Belge bölümü -
Venedik Bienali 16. Uluslararası Mimarlık Sergisi Türkiye Pavyonu için önerimiz serginin ana teması olan Serbestmekân (Freespace) kavramına cevap veren bir yerden kurgulandı.
Tip
Kültürel, DiğerYıl
2017Detaylar
Karantinamekân konsept ve proje: Cem Sorguç & Süreyyya Evren
Karantinamekân’ın yaşantıları: Cem Sorguç & Süreyyya Evren, Burak Delier ve Mustafa Erdem Özler işbirliğiyle
Karantinamekân Olasılıklar, Bulaşmalar, İzolasyonlar ve Salgınlar: Burak Delier, Süreyyya Evren, Mustafa Erdem Özler, Cem Sorguç kolektifi
Bir taktik olarak Serbestmekân’ın karantinaya alınmasına dayanan Karantinamekân, “bir fırsat alanı”, “henüz programlanmamış ve tasarlanmamış kullanımlara açık demokratik bir alan” ve “mimarlar sahneyi terk ettikten sonra bile, insanlarla paylaşım ve etkileşim kurma yöntemleri bulan bina” olarak “hayal etme özgürlüğünü ve zaman ile belleğin boş mekânını içine alışıyla, geçmişi, şimdiki zamanı ve geleceği birbirine bağlayışıyla” Serbestmekân temasıyla örtüşürken kapalılığı stratejiye dönüştürmesiyle, planlı kapatmalardan imkânlar, çok seçeneklilikten ise kilitlenme duygusu doğurmasıyla kendi vurgusunu yapıyor.
Karantinamekân ismini doğrudan karantina kavramından alıyor. Karantina temelde bulaşıcı hastalıklara karşı tedbirler çerçevesinde hastaların ve hasta olduğundan şüphelenilenlerin yalıtılmasına dayanıyor. Karantinaya alınan bir mekân giriş çıkışların en radikal şekilde denetlendiği mekan tasavvurlarına referans veriyor. Karantina, önce insanların, sonra tüm canlıların, giderek giysiler, araçlar ve mektuplar dahil tüm nesnelerin, yeri geldiğinde suyun ve havanın dahi denetlendiği bir giriş çıkış rejimi imliyor.
Karantina alanı tüm kapatılmış mekânlar içinde meşruluğu her daim en yüksek olan çünkü “iyi”lerin “kötü”leri değil, “doğru olan”ların “yanlış olan”ları değil “yaşam”ın “ölüm”ü kapatma girişimi gibi görünüyor.

Birkaç öğe:
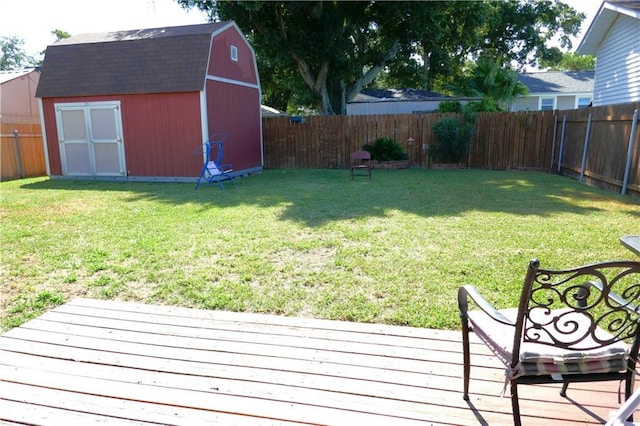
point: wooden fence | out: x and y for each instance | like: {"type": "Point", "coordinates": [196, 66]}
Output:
{"type": "Point", "coordinates": [21, 151]}
{"type": "Point", "coordinates": [599, 146]}
{"type": "Point", "coordinates": [537, 140]}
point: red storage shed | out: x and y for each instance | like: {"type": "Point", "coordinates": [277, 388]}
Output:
{"type": "Point", "coordinates": [136, 105]}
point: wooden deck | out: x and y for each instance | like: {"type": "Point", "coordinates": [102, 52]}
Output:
{"type": "Point", "coordinates": [93, 361]}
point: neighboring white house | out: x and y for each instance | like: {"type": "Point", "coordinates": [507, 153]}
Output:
{"type": "Point", "coordinates": [397, 101]}
{"type": "Point", "coordinates": [555, 90]}
{"type": "Point", "coordinates": [614, 38]}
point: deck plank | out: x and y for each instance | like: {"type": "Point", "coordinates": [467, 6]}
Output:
{"type": "Point", "coordinates": [94, 359]}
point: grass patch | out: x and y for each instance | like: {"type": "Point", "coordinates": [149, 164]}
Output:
{"type": "Point", "coordinates": [302, 242]}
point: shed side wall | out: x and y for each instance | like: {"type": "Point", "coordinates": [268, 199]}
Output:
{"type": "Point", "coordinates": [221, 65]}
{"type": "Point", "coordinates": [618, 67]}
{"type": "Point", "coordinates": [160, 132]}
{"type": "Point", "coordinates": [18, 104]}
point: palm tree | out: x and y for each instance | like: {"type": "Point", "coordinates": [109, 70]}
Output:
{"type": "Point", "coordinates": [489, 80]}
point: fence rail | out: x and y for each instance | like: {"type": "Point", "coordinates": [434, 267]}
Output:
{"type": "Point", "coordinates": [21, 151]}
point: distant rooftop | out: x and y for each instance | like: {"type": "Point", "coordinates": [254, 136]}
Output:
{"type": "Point", "coordinates": [10, 75]}
{"type": "Point", "coordinates": [155, 60]}
{"type": "Point", "coordinates": [558, 81]}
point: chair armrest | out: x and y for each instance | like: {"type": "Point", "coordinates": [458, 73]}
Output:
{"type": "Point", "coordinates": [615, 297]}
{"type": "Point", "coordinates": [470, 292]}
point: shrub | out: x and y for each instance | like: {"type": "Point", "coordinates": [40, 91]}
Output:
{"type": "Point", "coordinates": [452, 139]}
{"type": "Point", "coordinates": [385, 149]}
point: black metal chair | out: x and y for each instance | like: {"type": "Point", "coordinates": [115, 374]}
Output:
{"type": "Point", "coordinates": [574, 325]}
{"type": "Point", "coordinates": [213, 170]}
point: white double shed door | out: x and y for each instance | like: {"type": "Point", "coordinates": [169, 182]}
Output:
{"type": "Point", "coordinates": [90, 138]}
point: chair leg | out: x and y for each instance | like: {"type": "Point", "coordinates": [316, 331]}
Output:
{"type": "Point", "coordinates": [563, 391]}
{"type": "Point", "coordinates": [515, 405]}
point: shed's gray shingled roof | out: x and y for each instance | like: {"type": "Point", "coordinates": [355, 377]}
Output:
{"type": "Point", "coordinates": [156, 60]}
{"type": "Point", "coordinates": [558, 82]}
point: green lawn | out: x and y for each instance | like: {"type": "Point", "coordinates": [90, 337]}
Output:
{"type": "Point", "coordinates": [302, 242]}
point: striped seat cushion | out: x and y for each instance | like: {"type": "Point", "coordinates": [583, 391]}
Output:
{"type": "Point", "coordinates": [540, 359]}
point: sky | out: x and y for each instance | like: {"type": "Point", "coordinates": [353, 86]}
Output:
{"type": "Point", "coordinates": [34, 20]}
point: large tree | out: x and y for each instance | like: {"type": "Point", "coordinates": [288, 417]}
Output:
{"type": "Point", "coordinates": [492, 81]}
{"type": "Point", "coordinates": [13, 55]}
{"type": "Point", "coordinates": [339, 47]}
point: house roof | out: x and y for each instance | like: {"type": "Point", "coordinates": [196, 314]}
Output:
{"type": "Point", "coordinates": [558, 82]}
{"type": "Point", "coordinates": [156, 60]}
{"type": "Point", "coordinates": [11, 75]}
{"type": "Point", "coordinates": [394, 95]}
{"type": "Point", "coordinates": [607, 14]}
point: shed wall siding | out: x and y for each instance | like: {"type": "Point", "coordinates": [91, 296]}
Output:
{"type": "Point", "coordinates": [161, 131]}
{"type": "Point", "coordinates": [391, 107]}
{"type": "Point", "coordinates": [235, 110]}
{"type": "Point", "coordinates": [220, 63]}
{"type": "Point", "coordinates": [617, 77]}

Yapılacak iş - Karantinamekân yazısında "Karantina alanı tüm" ile "girişimi gibi görünüyor." arasındaki bölümü, ikisi de dahil olmak üzere yeniden yaz. Bunu yaparken "meşruluğu" yerine "meşruiyeti" koy.

Alıştırmanın cevabı -
Karantina alanı tüm kapatılmış mekânlar içinde meşruiyeti her daim en yüksek olan çünkü “iyi”lerin “kötü”leri değil, “doğru olan”ların “yanlış olan”ları değil “yaşam”ın “ölüm”ü kapatma girişimi gibi görünüyor.